TASK DESCRIPTION
An exact reproduction of all the entries is the expected answer.

*** RECORDS FOR THE TASK ***

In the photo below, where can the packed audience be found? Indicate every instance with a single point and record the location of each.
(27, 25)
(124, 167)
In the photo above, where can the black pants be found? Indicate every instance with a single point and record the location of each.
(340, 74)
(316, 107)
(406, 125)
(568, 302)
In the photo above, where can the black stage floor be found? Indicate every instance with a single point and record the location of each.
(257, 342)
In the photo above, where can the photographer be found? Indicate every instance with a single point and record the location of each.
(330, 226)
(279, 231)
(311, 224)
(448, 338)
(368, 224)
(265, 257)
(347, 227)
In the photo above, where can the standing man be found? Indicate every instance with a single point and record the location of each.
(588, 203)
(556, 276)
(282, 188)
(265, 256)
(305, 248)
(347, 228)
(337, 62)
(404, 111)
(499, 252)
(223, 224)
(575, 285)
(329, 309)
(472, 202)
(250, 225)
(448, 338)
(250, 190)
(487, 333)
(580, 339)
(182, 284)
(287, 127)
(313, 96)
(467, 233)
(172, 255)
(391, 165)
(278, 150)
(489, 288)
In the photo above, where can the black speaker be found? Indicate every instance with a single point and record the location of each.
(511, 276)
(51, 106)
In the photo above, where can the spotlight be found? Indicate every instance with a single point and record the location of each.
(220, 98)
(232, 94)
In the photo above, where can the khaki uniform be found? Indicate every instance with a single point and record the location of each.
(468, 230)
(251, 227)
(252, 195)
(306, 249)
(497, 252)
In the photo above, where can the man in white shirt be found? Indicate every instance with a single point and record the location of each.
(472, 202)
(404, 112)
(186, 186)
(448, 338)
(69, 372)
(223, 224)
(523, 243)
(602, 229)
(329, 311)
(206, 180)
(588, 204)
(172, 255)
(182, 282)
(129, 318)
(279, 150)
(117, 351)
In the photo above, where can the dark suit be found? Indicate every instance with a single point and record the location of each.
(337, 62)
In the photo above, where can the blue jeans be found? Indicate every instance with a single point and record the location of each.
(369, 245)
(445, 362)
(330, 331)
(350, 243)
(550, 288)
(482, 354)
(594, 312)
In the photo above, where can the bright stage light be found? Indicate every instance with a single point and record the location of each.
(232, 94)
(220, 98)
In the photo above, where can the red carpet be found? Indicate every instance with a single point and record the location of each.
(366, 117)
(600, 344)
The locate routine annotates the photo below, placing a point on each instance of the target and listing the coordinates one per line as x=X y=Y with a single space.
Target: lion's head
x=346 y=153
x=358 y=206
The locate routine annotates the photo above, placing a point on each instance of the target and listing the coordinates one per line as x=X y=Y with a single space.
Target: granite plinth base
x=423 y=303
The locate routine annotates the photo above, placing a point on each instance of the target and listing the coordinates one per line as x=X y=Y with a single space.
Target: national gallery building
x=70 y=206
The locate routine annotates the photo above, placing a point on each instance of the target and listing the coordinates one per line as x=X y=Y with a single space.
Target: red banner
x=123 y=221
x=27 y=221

*** End of RECORDS FOR THE TASK ***

TASK SOLUTION
In the photo below, where can the packed audience be found? Indicate every instance with a single point and record the location of each.
(27, 25)
(124, 167)
In the photo above, where can the black pants be found? Indicate every instance with a single point and record the location of each.
(340, 74)
(316, 107)
(406, 125)
(568, 302)
In the photo above, where can the black stage floor be found? Indicate every instance with a single point and record the location of each.
(257, 342)
In the photo above, where can the photographer be found? Indicate every instance with a single point and record the location of each.
(330, 226)
(279, 231)
(311, 224)
(448, 338)
(368, 224)
(265, 257)
(347, 227)
In the photo above, where can the standing man be found? Indicate every instance with a single point and record the location of each.
(588, 203)
(556, 276)
(282, 188)
(265, 256)
(305, 248)
(347, 228)
(337, 62)
(404, 111)
(499, 252)
(223, 224)
(575, 285)
(329, 309)
(472, 202)
(250, 225)
(448, 338)
(250, 190)
(487, 333)
(580, 339)
(182, 284)
(287, 127)
(313, 96)
(467, 233)
(172, 255)
(391, 165)
(278, 150)
(489, 288)
In the photo above, where can the black speaker be found? Indicate every instance with a single point and record the location of each.
(511, 276)
(51, 106)
In the photo above, where can the spotlight be found? Indicate every instance with a single point and record the location of each.
(220, 98)
(232, 94)
In the photo above, where can the khaki uniform be found? Indicate every instance with a single point and record the location of each.
(468, 230)
(251, 227)
(252, 195)
(306, 249)
(497, 252)
In the photo above, where can the man in white shirt be found? Indicate every instance with a single point and record the location of each.
(472, 202)
(404, 112)
(186, 186)
(448, 338)
(69, 372)
(223, 224)
(523, 243)
(602, 229)
(329, 311)
(206, 180)
(588, 204)
(172, 255)
(182, 282)
(129, 318)
(279, 150)
(117, 351)
In the photo above, where can the dark suit be found? Indicate every instance with a single point and record the location of each.
(337, 62)
In the photo above, where can the blue jeans be found? Indicate every instance with a single point and record the location of each.
(369, 245)
(445, 362)
(330, 331)
(350, 243)
(550, 288)
(482, 354)
(594, 312)
In the photo above, where can the bright stage light be found? Indicate every instance with a single point and record the location of each.
(232, 94)
(220, 98)
In the photo above, where can the red carpet be found? Indicate every instance with a single point and record the location of each.
(366, 117)
(600, 344)
The locate routine annotates the photo below, placing a point on each instance of the target and listing the coordinates one per line as x=X y=Y with a single space.
Target: lion's head
x=346 y=153
x=358 y=206
The locate routine annotates the photo above, placing a point on each instance of the target and listing the coordinates one per line as x=X y=Y with a single space.
Target: granite plinth base
x=423 y=303
The locate routine annotates the photo above, placing a point on each instance of the target and listing the coordinates one per line as x=X y=Y with a single space.
Target: national gallery building
x=70 y=206
The locate routine annotates the photo above, placing a point on each instance of the target and listing the coordinates one per line as x=X y=Y with a single space.
Target: red banner
x=123 y=221
x=27 y=221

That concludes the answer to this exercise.